These key names are reserved and you cannot overwrite their values.

Directory Listing options

The following options are relevant to directory listing mode.

Option

cloudFiles.useIncrementalListing

Preview

This feature is in Public Preview.

Type: String

Whether to use the incremental listing rather than the full listing in directory listing mode. By default, Auto Loader will make the best effort to automatically detect if a given directory is applicable for the incremental listing. You can explicitly use the incremental listing or use the full directory listing by setting it as true or false respectively.

Available in Databricks Runtime 9.1 LTS and Databricks Runtime 9.1 LTS Photon and above.

Default value: auto

Available values: auto, true, false

How to choose maxFileAge

Note

Available in Databricks Runtime 8.4 and above.

Auto Loader keeps track of discovered files in the checkpoint location using RocksDB to provide exactly-once ingestion guarantees. For high volume datasets, you can use the maxFileAge option to expire events from the checkpoint location. The minimum value that you can set for maxFileAge is "14 days". Deletes in RocksDB appear as tombstone entries, therefore you should expect the storage usage to increase as events expire before it starts to level off.

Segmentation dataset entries
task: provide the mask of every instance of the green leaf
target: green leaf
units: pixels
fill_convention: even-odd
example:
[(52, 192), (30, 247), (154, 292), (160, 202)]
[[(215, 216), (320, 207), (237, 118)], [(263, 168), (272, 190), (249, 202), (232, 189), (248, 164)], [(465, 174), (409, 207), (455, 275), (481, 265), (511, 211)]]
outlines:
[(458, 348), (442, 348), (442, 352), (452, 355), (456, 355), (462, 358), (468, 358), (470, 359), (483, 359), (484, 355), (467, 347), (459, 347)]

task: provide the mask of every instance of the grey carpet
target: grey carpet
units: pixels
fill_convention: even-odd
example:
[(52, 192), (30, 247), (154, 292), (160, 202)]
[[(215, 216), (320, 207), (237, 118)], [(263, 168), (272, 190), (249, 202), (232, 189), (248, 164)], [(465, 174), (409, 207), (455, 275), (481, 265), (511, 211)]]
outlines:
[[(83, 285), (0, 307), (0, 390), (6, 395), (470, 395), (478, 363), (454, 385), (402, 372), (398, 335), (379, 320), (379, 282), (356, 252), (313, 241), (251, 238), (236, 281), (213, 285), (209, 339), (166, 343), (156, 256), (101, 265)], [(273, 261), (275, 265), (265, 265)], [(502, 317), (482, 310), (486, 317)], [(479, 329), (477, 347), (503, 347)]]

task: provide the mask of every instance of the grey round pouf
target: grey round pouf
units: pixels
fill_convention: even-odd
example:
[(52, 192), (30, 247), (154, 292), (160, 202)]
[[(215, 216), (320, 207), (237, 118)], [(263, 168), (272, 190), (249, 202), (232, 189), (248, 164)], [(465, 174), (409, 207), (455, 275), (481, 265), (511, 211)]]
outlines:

#### Written instruction 1:
In the Auto Loader documentation, what is the smallest value allowed for maxFileAge?
#### Written instruction 2:
Reproduce the Auto Loader documentation word for word between "These key names" and "in Public Preview.", inclusive.
These entries come from a separate source, not from the Auto Loader documentation.

#### Finished answer 1:
"14 days"

#### Finished answer 2:
These key names are reserved and you cannot overwrite their values.

Directory Listing options

The following options are relevant to directory listing mode.

Option

cloudFiles.useIncrementalListing

Preview

This feature is in Public Preview.